## Source records
::::::::
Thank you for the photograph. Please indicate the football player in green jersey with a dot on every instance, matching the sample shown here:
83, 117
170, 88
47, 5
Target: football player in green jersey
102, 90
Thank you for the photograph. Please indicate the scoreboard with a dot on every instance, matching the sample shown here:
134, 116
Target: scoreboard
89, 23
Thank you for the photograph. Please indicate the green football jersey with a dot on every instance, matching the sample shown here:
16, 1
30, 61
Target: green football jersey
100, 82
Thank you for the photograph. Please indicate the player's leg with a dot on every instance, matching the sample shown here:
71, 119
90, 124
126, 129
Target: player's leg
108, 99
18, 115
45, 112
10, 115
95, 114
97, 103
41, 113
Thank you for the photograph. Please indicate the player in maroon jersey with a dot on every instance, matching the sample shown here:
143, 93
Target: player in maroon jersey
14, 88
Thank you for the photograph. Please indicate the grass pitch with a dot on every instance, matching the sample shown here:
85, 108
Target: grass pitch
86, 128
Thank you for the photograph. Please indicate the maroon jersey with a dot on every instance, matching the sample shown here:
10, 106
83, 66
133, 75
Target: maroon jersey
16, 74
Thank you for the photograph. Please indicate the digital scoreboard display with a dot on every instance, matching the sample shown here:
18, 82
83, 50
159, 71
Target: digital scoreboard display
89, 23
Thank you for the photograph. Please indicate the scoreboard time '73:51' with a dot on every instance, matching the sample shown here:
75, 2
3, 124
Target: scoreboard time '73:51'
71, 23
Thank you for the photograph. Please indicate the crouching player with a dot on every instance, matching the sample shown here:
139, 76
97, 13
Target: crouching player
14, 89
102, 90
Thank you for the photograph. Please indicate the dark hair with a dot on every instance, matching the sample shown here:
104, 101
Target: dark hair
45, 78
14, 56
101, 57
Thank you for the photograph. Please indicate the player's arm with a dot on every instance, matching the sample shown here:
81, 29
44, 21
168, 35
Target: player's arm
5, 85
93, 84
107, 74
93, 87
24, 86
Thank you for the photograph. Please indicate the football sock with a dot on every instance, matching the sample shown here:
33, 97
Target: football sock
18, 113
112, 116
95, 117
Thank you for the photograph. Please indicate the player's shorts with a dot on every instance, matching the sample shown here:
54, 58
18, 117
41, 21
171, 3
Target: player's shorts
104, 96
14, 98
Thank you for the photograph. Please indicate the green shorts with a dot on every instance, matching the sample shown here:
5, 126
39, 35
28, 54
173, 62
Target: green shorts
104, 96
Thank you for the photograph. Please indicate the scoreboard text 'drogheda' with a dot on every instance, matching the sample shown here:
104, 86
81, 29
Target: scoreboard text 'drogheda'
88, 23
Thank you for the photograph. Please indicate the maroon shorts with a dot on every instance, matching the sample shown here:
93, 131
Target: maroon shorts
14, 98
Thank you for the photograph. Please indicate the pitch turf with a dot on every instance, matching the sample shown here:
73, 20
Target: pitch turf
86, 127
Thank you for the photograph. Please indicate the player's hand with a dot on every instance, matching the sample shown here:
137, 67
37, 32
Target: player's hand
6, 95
::::::::
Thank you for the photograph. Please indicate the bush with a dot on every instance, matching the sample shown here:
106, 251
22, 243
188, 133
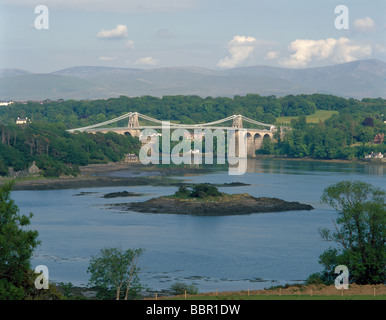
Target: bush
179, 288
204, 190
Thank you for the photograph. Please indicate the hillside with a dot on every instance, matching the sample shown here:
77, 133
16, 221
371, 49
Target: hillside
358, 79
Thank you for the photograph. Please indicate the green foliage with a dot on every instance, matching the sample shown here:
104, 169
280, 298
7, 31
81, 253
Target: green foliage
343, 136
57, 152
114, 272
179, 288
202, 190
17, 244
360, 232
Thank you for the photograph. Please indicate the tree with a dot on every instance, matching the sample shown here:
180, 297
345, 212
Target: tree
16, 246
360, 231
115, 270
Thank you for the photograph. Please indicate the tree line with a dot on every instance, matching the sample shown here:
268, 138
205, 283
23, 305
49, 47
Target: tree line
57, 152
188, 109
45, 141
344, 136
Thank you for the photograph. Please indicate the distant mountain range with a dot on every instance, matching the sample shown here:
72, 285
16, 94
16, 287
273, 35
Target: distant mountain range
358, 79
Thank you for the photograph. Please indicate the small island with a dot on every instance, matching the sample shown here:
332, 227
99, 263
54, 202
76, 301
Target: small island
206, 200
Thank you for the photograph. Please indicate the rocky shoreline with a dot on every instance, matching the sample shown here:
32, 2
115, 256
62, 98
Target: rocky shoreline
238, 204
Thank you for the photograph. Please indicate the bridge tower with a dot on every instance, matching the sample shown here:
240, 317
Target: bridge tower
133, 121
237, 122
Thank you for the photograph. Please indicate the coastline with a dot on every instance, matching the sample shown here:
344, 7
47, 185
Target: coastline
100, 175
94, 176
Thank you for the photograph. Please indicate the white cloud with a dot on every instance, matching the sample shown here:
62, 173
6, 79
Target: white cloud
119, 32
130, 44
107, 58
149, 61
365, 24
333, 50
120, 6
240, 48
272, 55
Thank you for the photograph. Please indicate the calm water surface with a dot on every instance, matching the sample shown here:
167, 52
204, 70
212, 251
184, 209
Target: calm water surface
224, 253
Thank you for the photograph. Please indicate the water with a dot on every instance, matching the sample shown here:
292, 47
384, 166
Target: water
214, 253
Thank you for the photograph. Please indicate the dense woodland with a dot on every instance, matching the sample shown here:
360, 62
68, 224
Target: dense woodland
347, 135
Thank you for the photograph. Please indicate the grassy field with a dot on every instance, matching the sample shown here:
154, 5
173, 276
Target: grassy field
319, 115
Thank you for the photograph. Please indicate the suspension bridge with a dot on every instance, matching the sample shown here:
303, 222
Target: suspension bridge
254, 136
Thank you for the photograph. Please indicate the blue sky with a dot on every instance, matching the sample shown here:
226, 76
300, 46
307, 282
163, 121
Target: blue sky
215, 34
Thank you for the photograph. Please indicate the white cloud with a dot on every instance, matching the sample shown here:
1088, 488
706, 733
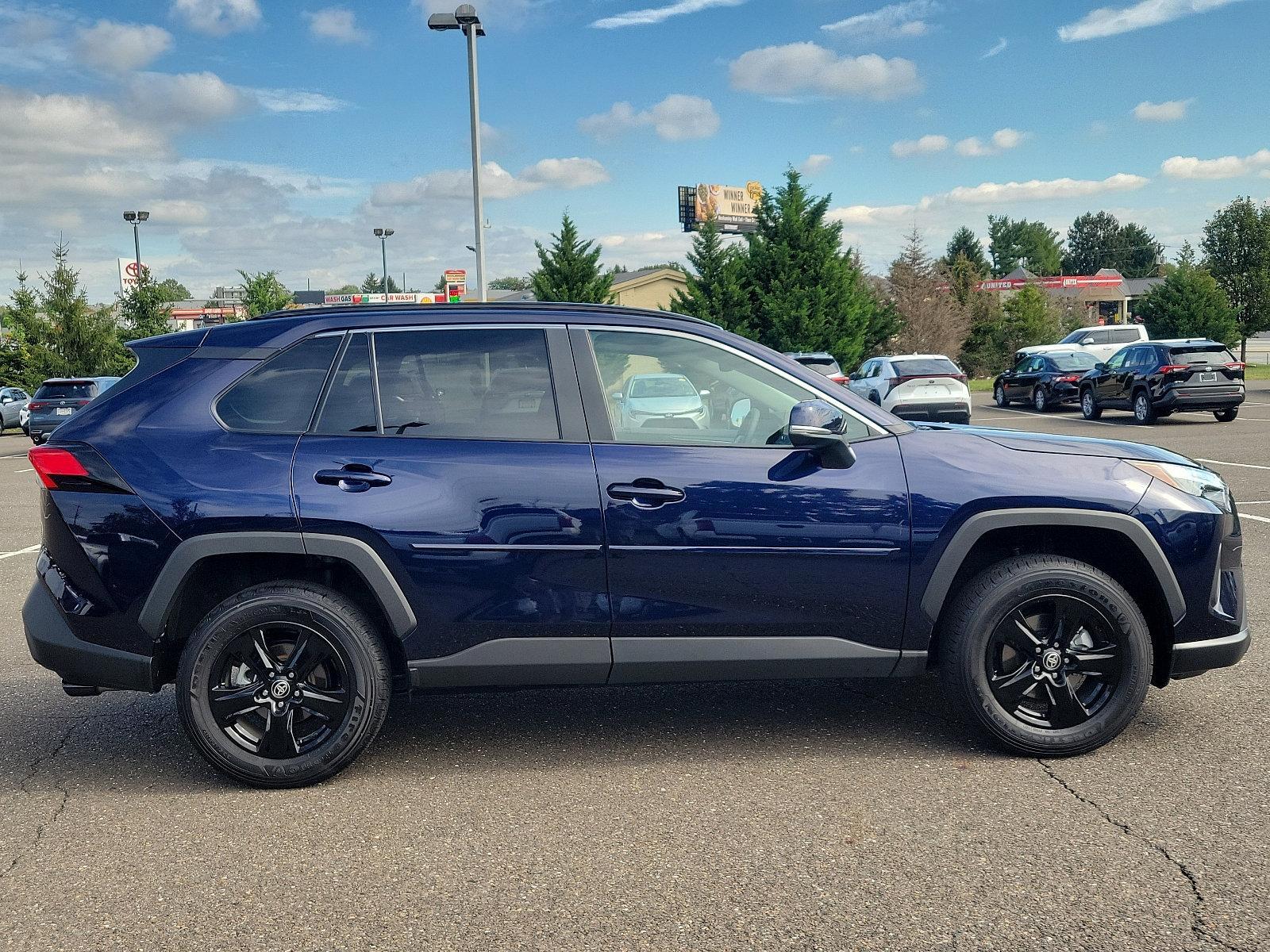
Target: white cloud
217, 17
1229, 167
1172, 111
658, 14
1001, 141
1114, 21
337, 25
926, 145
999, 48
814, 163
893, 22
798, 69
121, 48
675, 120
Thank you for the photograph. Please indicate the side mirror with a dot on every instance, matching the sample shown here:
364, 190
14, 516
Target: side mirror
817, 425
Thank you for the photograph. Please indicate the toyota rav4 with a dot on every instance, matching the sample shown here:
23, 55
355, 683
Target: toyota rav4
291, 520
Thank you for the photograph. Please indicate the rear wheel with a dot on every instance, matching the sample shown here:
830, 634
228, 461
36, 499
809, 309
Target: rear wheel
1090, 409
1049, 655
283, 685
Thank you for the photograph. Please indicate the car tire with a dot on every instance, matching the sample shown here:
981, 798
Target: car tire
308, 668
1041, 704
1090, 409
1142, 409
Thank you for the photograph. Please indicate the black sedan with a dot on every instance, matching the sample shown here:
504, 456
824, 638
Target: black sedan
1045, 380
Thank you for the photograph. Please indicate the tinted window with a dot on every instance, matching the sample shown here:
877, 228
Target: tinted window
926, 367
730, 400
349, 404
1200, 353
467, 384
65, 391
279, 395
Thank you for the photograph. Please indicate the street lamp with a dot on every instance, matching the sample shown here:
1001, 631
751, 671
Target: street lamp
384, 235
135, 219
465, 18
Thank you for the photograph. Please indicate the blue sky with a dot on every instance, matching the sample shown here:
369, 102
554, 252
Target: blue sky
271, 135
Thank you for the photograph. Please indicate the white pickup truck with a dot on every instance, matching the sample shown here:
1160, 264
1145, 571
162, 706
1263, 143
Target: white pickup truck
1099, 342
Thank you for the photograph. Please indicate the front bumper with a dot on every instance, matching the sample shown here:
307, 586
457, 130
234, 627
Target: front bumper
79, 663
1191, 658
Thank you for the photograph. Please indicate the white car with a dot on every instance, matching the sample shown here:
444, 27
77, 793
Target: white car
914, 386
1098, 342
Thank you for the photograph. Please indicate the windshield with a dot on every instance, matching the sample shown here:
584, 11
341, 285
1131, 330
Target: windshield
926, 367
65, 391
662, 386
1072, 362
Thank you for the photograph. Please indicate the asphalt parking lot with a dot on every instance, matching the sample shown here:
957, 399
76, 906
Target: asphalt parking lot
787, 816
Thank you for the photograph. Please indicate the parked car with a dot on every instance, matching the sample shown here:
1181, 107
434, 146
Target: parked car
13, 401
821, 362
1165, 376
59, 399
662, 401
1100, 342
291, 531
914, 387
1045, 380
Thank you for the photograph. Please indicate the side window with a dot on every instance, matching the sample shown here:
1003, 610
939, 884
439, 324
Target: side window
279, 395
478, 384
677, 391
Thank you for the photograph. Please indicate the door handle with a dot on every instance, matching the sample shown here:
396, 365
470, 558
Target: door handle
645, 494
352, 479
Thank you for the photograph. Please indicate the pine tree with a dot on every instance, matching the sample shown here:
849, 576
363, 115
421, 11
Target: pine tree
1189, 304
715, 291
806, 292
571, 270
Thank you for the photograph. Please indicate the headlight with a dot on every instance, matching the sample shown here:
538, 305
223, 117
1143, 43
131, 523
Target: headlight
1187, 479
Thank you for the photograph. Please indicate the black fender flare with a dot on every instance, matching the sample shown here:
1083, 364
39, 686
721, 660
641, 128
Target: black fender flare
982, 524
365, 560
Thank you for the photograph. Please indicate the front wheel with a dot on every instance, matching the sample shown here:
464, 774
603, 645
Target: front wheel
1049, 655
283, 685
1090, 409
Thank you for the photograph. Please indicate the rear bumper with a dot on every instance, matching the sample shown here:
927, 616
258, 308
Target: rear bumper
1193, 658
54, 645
::::::::
## Exercise task
State how many lines of the records contain the string "hair", with matching case. Reply with the number only.

## Expected output
2